### Your task
Pick every line from the data that holds the word "below".

### Recorded data

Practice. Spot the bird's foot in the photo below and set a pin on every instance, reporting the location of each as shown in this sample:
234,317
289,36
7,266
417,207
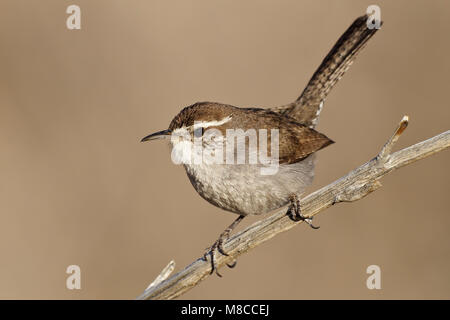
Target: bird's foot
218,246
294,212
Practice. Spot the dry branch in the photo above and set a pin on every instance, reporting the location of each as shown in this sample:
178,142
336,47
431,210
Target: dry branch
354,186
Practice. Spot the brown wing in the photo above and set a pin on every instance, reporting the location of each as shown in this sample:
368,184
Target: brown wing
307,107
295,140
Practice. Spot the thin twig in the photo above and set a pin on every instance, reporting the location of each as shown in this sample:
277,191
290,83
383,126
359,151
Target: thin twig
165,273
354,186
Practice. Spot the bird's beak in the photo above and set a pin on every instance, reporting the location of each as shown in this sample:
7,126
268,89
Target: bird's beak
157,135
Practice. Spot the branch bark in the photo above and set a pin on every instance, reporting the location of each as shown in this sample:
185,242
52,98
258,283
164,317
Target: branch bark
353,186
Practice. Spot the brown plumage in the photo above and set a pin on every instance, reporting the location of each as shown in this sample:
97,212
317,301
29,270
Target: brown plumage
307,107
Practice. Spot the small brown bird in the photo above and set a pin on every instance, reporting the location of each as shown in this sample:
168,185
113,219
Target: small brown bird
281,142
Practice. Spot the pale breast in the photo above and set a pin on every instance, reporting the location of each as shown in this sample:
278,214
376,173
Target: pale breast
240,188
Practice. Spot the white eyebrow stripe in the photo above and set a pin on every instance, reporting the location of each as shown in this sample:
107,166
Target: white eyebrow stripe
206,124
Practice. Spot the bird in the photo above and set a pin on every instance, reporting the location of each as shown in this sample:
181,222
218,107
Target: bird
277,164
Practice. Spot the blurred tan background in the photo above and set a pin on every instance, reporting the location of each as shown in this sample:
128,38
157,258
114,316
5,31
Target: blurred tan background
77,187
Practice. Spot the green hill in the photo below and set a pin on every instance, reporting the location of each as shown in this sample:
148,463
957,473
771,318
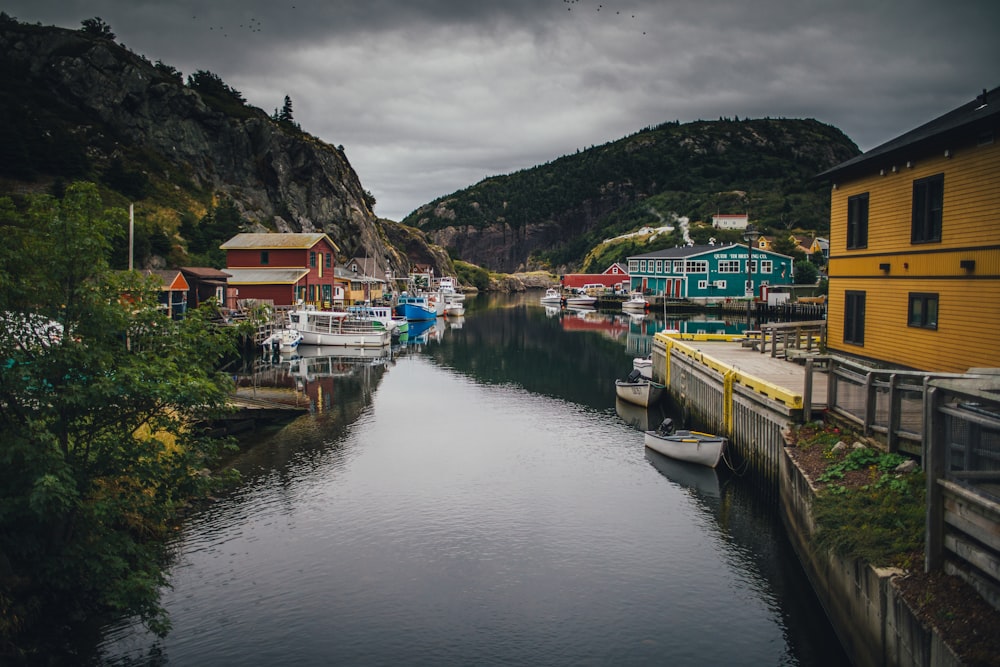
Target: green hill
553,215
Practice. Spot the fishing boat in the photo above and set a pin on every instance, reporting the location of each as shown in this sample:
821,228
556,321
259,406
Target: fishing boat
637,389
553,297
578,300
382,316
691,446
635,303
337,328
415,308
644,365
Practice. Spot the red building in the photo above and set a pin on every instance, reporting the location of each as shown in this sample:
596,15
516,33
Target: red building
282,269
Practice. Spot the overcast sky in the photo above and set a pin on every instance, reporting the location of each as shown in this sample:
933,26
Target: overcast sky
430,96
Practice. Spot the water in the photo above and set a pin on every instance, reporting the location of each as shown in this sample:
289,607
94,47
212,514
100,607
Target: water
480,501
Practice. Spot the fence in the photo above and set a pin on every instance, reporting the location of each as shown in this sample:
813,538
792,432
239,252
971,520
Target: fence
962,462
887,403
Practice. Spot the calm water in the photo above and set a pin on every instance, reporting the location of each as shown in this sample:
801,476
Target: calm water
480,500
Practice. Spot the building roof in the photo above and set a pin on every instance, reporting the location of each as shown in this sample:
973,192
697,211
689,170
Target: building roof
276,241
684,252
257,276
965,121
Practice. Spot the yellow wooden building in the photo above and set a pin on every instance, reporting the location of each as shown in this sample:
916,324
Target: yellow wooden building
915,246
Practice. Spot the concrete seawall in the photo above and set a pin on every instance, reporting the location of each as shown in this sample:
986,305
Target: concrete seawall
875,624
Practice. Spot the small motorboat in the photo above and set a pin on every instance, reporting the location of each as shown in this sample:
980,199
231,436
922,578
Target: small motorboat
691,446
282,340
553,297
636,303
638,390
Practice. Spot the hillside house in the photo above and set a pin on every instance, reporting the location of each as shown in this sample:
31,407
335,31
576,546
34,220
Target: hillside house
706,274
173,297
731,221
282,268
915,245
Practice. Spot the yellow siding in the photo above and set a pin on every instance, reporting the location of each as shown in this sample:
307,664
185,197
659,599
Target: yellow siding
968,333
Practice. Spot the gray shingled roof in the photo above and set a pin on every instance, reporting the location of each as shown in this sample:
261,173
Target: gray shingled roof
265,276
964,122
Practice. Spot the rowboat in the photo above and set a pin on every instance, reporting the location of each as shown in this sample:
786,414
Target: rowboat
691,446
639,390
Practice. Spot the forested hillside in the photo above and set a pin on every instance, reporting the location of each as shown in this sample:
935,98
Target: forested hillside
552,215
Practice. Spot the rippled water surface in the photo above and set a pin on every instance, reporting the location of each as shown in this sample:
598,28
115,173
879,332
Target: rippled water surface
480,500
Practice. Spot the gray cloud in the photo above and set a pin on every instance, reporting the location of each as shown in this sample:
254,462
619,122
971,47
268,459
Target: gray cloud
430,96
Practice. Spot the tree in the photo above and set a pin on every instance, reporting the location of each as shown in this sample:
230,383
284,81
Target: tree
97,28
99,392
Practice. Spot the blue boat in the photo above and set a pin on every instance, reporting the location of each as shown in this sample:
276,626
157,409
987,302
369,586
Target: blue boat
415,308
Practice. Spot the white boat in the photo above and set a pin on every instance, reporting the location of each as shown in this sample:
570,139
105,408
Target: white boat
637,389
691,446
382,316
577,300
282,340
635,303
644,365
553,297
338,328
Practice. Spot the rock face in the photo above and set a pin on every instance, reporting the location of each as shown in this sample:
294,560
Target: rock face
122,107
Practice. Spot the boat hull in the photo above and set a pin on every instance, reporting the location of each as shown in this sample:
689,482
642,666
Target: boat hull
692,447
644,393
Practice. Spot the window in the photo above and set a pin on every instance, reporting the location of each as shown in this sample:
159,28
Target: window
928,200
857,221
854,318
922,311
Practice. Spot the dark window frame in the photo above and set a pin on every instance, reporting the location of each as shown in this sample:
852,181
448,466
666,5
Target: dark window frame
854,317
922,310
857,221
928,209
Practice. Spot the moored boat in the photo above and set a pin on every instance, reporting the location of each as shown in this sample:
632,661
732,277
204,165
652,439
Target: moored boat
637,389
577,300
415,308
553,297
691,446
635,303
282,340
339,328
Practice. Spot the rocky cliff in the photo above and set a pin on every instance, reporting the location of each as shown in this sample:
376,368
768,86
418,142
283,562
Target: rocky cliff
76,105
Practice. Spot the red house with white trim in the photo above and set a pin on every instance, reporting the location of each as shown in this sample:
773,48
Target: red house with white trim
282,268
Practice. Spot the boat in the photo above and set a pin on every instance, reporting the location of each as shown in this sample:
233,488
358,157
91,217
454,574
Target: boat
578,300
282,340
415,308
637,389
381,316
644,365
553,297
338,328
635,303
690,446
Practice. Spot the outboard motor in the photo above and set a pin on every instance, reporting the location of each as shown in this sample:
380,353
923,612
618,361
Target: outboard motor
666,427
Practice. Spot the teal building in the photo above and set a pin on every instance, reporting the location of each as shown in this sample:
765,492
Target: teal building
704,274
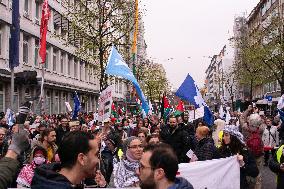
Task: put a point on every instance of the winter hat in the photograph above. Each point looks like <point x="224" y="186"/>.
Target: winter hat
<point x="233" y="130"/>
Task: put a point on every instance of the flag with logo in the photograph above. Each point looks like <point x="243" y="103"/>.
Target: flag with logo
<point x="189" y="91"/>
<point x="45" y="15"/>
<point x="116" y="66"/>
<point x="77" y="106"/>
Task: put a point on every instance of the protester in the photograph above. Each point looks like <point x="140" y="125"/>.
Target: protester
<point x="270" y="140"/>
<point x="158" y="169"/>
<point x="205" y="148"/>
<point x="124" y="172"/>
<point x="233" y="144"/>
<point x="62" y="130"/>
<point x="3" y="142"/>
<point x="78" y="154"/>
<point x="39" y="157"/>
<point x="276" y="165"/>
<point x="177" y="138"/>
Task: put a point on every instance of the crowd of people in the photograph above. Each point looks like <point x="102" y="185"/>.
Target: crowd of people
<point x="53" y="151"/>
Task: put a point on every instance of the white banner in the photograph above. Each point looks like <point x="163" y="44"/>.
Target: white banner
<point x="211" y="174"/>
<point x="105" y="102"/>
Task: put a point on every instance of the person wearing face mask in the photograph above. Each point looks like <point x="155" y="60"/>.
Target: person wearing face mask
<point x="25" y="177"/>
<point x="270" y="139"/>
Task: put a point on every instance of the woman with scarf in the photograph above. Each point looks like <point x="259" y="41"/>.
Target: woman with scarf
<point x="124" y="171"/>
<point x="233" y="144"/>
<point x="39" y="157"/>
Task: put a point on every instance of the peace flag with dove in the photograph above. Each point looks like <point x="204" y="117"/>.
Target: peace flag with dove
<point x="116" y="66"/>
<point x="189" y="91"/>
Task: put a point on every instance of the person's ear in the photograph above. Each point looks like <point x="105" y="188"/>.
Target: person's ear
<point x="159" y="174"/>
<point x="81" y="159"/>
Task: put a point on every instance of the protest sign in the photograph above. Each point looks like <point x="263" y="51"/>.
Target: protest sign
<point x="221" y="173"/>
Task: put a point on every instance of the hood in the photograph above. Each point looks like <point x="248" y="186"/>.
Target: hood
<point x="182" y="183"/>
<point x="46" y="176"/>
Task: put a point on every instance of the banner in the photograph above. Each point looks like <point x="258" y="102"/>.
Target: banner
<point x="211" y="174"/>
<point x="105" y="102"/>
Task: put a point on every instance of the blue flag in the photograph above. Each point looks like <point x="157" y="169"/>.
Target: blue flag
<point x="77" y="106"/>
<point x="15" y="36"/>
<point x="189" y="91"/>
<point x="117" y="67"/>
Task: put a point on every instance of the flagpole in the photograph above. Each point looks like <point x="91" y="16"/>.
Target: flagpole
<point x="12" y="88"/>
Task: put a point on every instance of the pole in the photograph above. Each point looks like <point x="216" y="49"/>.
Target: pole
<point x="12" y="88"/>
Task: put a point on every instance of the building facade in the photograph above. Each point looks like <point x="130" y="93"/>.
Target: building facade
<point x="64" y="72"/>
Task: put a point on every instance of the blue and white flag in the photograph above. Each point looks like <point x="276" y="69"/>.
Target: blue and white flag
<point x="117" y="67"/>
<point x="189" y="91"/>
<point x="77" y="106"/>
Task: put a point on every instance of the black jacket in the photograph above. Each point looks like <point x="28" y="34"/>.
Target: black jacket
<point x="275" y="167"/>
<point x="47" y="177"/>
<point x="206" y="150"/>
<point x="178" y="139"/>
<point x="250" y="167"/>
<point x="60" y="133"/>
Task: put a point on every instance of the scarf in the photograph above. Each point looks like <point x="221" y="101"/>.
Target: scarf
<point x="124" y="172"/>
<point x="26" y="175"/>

### Reply to the exercise
Practice. Spot the bird's foot in the photo below and set a pin on every instance, reporting the location of each as shown in this sample:
Practice. Spot the green hill in the photo below and set a pin on every instance, reporting the location of each as shown in this sample:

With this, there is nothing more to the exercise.